_TEXT SHOWN_
%%

What happened? I think fundamentals were trumped by mechanics and, to a lesser extent, by demographics.
This is syntactically coherent, but once you give it a moment's thought, it's incoherent. Absent any empirical justification, one could just as well say, "I was right about the mechanics, but wrong about the fundamentals." Or more baldly: "gee, it looks like the voters' 'fundamentals' are not the same as my 'fundamentals,' and I didn't know that before."
Amidst these competing possibilities, how could we choose? To answer that question, we'd need some evidence, and I don't see Barone providing any. I suppose we could fall back on the fact that Barone is Mr. Ear-to-the-Ground, having spent his entire professional career as the accumulator and expositor of voting behavior data: Barone knows fundamentals,don't ask. But if this is true (i.e., so he must be "right on the fundamentals")--if this is true, why didn't he also know what was going on with the mechanics? Is there some kind of jurisdictional no-raiding pact that keeps a "fundamentals" guy from learning about "mechanics."
And you could go a step further. If Barone knew nothing about mechanics on Monday, how does he know so much about mechanics on Wednesday? Was there some great whoosh of empirical input that overwhelmed him on election day, like an untimely tropical storm?
Or further still. When Barone talks about "mechanics" he seems to mean stuff that most people describe as ""ground game"--discipline, organization, getting out the vote. Faithful observers (although apparently not Barone) have been reading/seeing/hearing for weeks that Democrats appeared to be pretty good at their ground game. But they have also been hearing that Republicans were working hard to gin up an onslaught of voter suppression. If logical consistency is the goal here, couldn't Barone just as well have said "gee, I guess Republicans were just not at good as I expected at voter suppression"? Actually, he might have been right on that one, but again--it would have required an inference that he just isn't as good a data man as would have us believe.
That throwaway about "demographics" I do not get at all. Best way I can read it, he's saying "I didn't know there were so many (young voters) (old voters) (Latino voters) (one-armed nuns with sailing-vessel tattoos)." But this "demographics stuff" is precisely what is supposed to be his stock in trade.

%%

_INFORMATION PROVIDED_
%%

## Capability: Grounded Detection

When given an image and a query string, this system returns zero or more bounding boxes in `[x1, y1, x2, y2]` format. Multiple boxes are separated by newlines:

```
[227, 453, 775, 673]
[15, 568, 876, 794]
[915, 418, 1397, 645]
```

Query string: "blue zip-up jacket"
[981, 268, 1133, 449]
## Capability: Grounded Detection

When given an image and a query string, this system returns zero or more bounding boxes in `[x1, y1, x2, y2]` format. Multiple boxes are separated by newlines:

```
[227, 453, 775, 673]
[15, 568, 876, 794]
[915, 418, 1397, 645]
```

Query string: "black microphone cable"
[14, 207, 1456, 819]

%%

_REQUIREMENT 1_
Return the passage of the commentary on Barone's election analysis from "And you could" up to and including "untimely tropical storm?", copied word for word.
_REQUIREMENT 2_
Carry the commentary on Barone's election analysis forward, starting right after its final sentence.

_EXERCISE RESPONSE 1_
And you could go a step further. If Barone knew nothing about mechanics on Monday, how does he know so much about mechanics on Wednesday? Was there some great whoosh of empirical input that overwhelmed him on election day, like an untimely tropical storm?

_EXERCISE RESPONSE 2_
Scott Rasmussen tries to explain why his polls were terrible. I’m reading this over and over again but I keep missing the sentence that reads “My polls suck because I’m a partisan hack who values creating a narrative that favors Republicans over accuracy.”
Indeed. Scott Rasmussen says a +3% pro-Romney house effect relative to the pollster average--a house effect that has no foundation in the data--is no biggie:
In general, the projections were pretty good. The two differences I noted were share of white vote falling to 72 percent. That’s what the Obama campaign, to their credit, said all along. We showed it just over 73 percent. Also, youth turnout higher and senior turnout lower than expected. That’s a pretty big deal given the size of the generation gap. I think it showed clearly that the Obama team had a great game plan for identifying their vote and getting it to the polls....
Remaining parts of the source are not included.